DOCUMENT SEGMENT:
Thank you for posting this, I now need to buy a couple! I have a high end one that is used in a large window. I'm doing a scarecrow/cornfield theme this year, and I want to do some pumpkins for sure. Two quick questions. How is the sound output volume/quality? And do you know if there is any way to use a USB stick to play the media via a cord? If not I've got several Apple devices.

Also, I suggest if you haven't done so yet, download this app http://digitaldudz.com/ I used it last year for a party, and I think that it is a continuous loop.

Dustyn


----------



## Turbophanx (Jun 30, 2008)

ScaryLane said:


> At 32 Lumens, it's a bit on the dim side. While good for a smaller images (like a face) it will not expand to cover a wall, even in a dark room.
> 
> If you planing on larger images, say 20 sq feet, a projector with 350 lumens will be need. The more light trespass the higher the lumens will need to be.


Help me understand Lumens, an online guide suggested that 2000 lumens was poor quality, normally for pocket projectors. This one only has 32 Lumens????

Are they not on the same scale? Please help me understand the Lumens rating.
I am looking to use this in the same application, but with more ambient light. Im worried it wont be strong enough to have a good effect.


----------



## fritz42_male (May 5, 2009)

The online guide probably isn't very well written then.

PROBLEMS TO SOLVE:
1. In the projector forum thread, retype the passage from "Thank you for" to "several Apple devices.".
2. Which lumen ratings does the projector forum thread mention?
3. In the projector forum thread, what theme is the first poster using this year?

SUPPLIED MATERIAL:
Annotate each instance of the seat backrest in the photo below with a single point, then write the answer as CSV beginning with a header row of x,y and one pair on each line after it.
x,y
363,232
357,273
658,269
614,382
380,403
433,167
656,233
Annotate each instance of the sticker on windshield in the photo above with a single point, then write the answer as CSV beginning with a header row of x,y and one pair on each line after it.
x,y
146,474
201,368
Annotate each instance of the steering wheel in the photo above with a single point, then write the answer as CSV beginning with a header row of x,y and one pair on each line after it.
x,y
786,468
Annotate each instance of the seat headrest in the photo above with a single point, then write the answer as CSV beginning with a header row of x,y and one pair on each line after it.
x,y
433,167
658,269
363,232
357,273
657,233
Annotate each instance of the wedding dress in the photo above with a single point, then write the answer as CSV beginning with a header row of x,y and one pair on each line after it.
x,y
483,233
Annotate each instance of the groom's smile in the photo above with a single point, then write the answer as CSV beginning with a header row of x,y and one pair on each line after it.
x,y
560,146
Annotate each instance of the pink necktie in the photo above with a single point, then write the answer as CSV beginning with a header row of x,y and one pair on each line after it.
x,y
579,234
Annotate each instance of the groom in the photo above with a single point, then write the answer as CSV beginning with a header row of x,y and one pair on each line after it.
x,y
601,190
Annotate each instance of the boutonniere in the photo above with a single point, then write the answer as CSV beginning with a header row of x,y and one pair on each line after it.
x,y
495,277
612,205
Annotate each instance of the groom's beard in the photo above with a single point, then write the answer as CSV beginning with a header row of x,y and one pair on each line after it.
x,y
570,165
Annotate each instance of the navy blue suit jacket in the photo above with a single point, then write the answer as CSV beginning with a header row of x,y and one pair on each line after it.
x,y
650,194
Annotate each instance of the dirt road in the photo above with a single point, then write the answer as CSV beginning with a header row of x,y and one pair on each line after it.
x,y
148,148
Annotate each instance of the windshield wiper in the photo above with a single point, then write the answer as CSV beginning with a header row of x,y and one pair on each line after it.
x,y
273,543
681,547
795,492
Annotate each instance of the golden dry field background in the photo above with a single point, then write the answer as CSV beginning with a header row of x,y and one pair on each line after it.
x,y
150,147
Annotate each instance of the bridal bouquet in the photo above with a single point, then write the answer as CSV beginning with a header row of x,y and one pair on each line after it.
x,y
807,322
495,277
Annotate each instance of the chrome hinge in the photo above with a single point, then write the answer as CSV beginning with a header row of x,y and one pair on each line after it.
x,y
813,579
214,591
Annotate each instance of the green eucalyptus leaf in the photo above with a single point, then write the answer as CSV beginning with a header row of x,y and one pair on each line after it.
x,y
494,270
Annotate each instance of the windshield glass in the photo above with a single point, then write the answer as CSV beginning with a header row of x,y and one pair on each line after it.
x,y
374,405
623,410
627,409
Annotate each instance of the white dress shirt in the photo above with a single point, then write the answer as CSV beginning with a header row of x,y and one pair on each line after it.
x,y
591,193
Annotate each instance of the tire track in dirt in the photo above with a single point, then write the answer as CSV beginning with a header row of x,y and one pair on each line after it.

ANSWERS BY TASK:
1.
Thank you for posting this, I now need to buy a couple! I have a high end one that is used in a large window. I'm doing a scarecrow/cornfield theme this year, and I want to do some pumpkins for sure. Two quick questions. How is the sound output volume/quality? And do you know if there is any way to use a USB stick to play the media via a cord? If not I've got several Apple devices.

2. 32 lumens, 350 lumens, 2000 lumens

3. A scarecrow/cornfield theme.